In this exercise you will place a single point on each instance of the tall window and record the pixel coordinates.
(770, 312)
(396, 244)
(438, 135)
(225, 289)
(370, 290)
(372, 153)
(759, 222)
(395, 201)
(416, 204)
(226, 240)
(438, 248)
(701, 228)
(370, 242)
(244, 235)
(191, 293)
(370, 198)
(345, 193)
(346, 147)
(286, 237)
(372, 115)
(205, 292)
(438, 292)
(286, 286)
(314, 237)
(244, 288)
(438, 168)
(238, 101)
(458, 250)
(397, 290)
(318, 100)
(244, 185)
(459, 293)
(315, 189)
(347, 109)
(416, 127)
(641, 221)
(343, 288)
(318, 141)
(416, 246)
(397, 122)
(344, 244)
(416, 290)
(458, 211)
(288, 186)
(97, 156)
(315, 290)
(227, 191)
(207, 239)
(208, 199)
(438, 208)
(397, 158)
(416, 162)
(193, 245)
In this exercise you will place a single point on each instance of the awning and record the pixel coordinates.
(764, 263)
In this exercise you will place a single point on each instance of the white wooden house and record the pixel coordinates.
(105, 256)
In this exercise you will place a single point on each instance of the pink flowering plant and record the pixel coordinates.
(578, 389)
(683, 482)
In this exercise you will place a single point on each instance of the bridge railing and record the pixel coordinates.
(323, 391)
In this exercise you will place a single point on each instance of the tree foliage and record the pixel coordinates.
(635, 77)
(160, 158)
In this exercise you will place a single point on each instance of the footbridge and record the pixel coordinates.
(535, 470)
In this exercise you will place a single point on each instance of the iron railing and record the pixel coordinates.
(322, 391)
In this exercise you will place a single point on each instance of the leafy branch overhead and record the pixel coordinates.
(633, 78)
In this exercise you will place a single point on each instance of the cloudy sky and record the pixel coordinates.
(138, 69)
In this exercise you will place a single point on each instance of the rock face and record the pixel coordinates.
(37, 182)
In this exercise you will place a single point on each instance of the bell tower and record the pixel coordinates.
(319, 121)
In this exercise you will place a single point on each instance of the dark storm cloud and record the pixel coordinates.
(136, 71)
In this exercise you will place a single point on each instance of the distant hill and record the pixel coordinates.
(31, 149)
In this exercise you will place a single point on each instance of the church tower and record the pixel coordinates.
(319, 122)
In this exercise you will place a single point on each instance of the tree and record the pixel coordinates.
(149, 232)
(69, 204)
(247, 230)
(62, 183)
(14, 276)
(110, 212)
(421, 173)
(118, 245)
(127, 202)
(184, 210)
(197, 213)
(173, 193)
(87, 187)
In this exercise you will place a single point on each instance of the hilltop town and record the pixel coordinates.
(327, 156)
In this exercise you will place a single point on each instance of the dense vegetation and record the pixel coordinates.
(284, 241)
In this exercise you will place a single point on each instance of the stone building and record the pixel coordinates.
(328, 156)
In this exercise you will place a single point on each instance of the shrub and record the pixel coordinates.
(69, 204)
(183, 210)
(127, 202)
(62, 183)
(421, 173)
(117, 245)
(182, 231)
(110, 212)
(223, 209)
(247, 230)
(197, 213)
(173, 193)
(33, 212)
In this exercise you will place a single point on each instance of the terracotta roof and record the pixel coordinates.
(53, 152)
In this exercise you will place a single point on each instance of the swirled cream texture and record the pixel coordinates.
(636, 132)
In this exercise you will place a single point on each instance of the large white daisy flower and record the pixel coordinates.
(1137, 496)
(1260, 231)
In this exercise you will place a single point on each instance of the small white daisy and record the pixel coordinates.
___
Reproduce every line of the listing above word for word, with nothing added or changed.

● Written response
In this exercise you will place a single point on each instance of the tall window and record the pixel coordinates.
(770, 312)
(396, 244)
(438, 135)
(225, 289)
(370, 290)
(372, 153)
(759, 222)
(395, 201)
(416, 204)
(226, 240)
(438, 248)
(701, 228)
(370, 242)
(244, 235)
(191, 293)
(370, 198)
(345, 193)
(346, 147)
(286, 237)
(372, 115)
(205, 292)
(438, 292)
(286, 286)
(314, 237)
(244, 288)
(438, 168)
(238, 101)
(458, 250)
(397, 290)
(318, 100)
(244, 185)
(459, 293)
(315, 189)
(347, 109)
(416, 127)
(641, 221)
(343, 288)
(318, 141)
(416, 246)
(397, 122)
(344, 244)
(416, 290)
(458, 211)
(288, 186)
(97, 156)
(315, 290)
(227, 191)
(207, 239)
(208, 199)
(438, 208)
(397, 158)
(416, 162)
(193, 245)
In this exercise you will place a single point on each instance of the awning and record the pixel coordinates.
(764, 263)
In this exercise you will place a single point on each instance of the white wooden house and record the pixel coordinates.
(105, 256)
In this exercise you will place a single point on each instance of the pink flowering plant and record the pixel coordinates.
(578, 389)
(683, 482)
In this exercise you will place a single point on each instance of the bridge railing and record the pixel coordinates.
(323, 391)
In this exercise you will place a single point on each instance of the tree foliage and record the pixel coordinates.
(635, 77)
(160, 158)
In this exercise you will place a single point on each instance of the footbridge and record the pixel coordinates.
(535, 470)
In this exercise you will place a single point on each instance of the iron railing and record the pixel coordinates.
(322, 391)
In this exercise you will place a single point on each instance of the leafy branch overhead and record the pixel coordinates.
(633, 78)
In this exercise you will place a single point on each instance of the cloudy sky and record the pixel coordinates.
(138, 69)
In this exercise you will place a single point on each instance of the rock face and record the pixel coordinates.
(37, 182)
In this exercise you will place a single point on each instance of the bell tower and record the pixel coordinates.
(319, 121)
In this exercise you will place a single point on each instance of the dark storm cloud and record the pixel coordinates.
(136, 71)
In this exercise you will place a single point on each instance of the distant hill and record the pixel coordinates.
(31, 149)
In this exercise you will place a single point on each instance of the church tower and record the pixel coordinates.
(319, 122)
In this exercise you will place a single point on each instance of the tree and record the pixel coordinates.
(149, 232)
(69, 204)
(247, 230)
(62, 183)
(14, 276)
(110, 212)
(421, 173)
(118, 245)
(127, 202)
(184, 210)
(197, 213)
(173, 193)
(87, 187)
In this exercise you will place a single point on each instance of the hilltop town and record the pixel coordinates.
(327, 156)
In this exercise you will place a single point on each instance of the dense vegetation and record the pixel coordinates.
(284, 241)
In this exercise you will place a single point on each instance of the stone building and record the pixel coordinates.
(328, 156)
In this exercise you will place a single point on each instance of the shrub and record the pixel coordinates.
(69, 204)
(183, 210)
(127, 202)
(62, 183)
(421, 173)
(117, 245)
(182, 231)
(110, 212)
(223, 209)
(247, 230)
(197, 213)
(173, 193)
(33, 212)
In this exercise you will place a single point on each instance of the terracotta roof and record the pixel coordinates.
(53, 152)
In this exercise you will place a single point on each instance of the swirled cream texture and record the pixel coordinates.
(636, 132)
In this exercise you will place a single point on each instance of the large white daisy flower and record the pixel coordinates.
(1137, 496)
(1260, 231)
In this exercise you will place a single point on each instance of the small white daisy and record the pixel coordinates.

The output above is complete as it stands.